___ EXERCISE MATERIALS ___

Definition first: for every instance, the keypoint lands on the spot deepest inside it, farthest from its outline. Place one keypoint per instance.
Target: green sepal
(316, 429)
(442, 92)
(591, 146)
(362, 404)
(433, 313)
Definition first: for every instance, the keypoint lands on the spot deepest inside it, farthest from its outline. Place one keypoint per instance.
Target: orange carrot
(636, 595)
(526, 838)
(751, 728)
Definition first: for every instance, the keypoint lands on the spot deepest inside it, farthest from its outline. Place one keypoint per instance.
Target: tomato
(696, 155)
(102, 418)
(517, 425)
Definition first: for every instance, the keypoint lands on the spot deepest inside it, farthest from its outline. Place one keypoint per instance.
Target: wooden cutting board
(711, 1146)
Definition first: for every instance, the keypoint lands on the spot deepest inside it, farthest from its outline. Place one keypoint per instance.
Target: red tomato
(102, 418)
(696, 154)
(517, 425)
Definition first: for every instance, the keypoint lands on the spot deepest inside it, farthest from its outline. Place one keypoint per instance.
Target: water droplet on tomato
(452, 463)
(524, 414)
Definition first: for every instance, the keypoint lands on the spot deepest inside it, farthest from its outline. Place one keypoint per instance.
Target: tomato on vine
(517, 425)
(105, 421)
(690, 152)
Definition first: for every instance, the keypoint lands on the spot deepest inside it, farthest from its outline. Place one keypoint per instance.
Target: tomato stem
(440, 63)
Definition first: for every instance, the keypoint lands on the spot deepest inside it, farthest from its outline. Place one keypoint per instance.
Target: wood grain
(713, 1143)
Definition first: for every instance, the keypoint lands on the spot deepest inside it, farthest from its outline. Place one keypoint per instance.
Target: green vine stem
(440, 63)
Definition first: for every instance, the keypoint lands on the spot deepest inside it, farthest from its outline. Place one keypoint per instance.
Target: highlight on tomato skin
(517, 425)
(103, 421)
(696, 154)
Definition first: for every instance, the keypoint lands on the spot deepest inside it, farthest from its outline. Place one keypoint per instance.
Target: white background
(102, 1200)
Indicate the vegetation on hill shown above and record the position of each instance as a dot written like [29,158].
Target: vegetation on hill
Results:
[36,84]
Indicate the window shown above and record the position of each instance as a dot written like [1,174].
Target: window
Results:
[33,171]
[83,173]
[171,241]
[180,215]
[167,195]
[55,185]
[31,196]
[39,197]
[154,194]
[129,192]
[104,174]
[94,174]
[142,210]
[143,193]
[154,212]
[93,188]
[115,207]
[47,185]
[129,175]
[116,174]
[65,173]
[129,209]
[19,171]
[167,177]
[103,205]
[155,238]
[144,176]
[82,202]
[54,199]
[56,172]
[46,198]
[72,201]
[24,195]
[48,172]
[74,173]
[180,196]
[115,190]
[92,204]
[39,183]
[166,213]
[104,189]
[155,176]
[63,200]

___

Turn all of the rows above into a two-column CSV with the headers request and answer, one line for each request, with its text under request and its answer under answer. Put each field in quotes and replace any line breaks inside it with spaces.

▶ [THE ANSWER]
request,answer
"Definition first: for every instance, the keypoint lands on the spot deepest inside it, farthest from its outline. Place one keypoint per instance. Target: green sepal","(316, 429) (442, 92) (591, 146) (362, 404) (433, 313)"
"Definition first: for every instance, the keypoint lands on the spot deepest inside it, farthest from its outline. Place one keypoint per instance. Target: orange carrot","(636, 595) (526, 838) (751, 728)"
"Definition first: for every instance, the keypoint lands on the spot deepest inside it, farthest from its outline. Place one keypoint per instance. Target: tomato","(696, 155) (102, 418) (517, 425)"
"Definition first: for every instance, the keypoint lands on the spot deepest inside it, farthest from its outline. Place one keypoint per instance. Target: wooden cutting board","(711, 1146)"
"Definition first: for every instance, the keypoint lands on the spot deepest inside it, farthest from its outline. Place one keypoint per instance. Target: red tomato","(102, 418) (696, 154) (517, 425)"
"Definition first: for every instance, the keypoint lands on the spot deepest inside it, farthest from its outline. Place one keypoint per instance. Target: water droplet on tomato","(452, 463) (524, 414)"
"Definition first: for every instance, the keypoint lands on the spot deepest inside it, farthest from its outline. Place one keypoint per instance. Target: tomato on vine","(517, 425) (105, 421) (690, 152)"
"Definition first: for every instance, the keypoint lands on the spot deepest inside it, farthest from its outline. Place one keypoint per instance. Target: tomato stem","(440, 63)"
"Definition first: for every instance, the keypoint lands on the spot deepest inside it, farthest from its outline. Place one keypoint per instance. Target: wood grain","(713, 1143)"
"Definition first: for every instance, the keypoint lands on the spot deepest inside it, farthest from its outline. Place one keypoint per instance. Target: green vine stem","(440, 63)"
"Definition first: for every instance, the keypoint lands on the spot deepest inside it, farthest from its outline. Place one keypoint per instance. Target: highlight on tomato skin","(517, 425) (103, 421) (696, 154)"
"Definition first: for every instance, the keypoint lands on the spot deepest inside it, farthest from its outline. Place one keypoint per instance. Target: white background","(102, 1200)"
"Indicate the vegetation on hill shown above and record the position of each instance as a dot written like [29,158]. Target: vegetation on hill Results:","[36,84]"
"Indicate the window shown above and record the position of each instance as a dot written like [1,174]. Target: window Results:","[33,171] [83,173] [171,241] [180,215] [167,195] [55,185] [31,196] [39,197] [154,194] [129,192] [104,174] [94,174] [142,210] [143,193] [154,212] [93,188] [115,207] [47,185] [129,175] [116,174] [65,173] [129,209] [19,171] [167,177] [103,205] [155,238] [144,176] [82,202] [54,199] [56,172] [46,198] [72,201] [24,195] [48,172] [74,173] [180,196] [115,190] [92,204] [39,183] [166,213] [104,189] [155,176] [63,200]"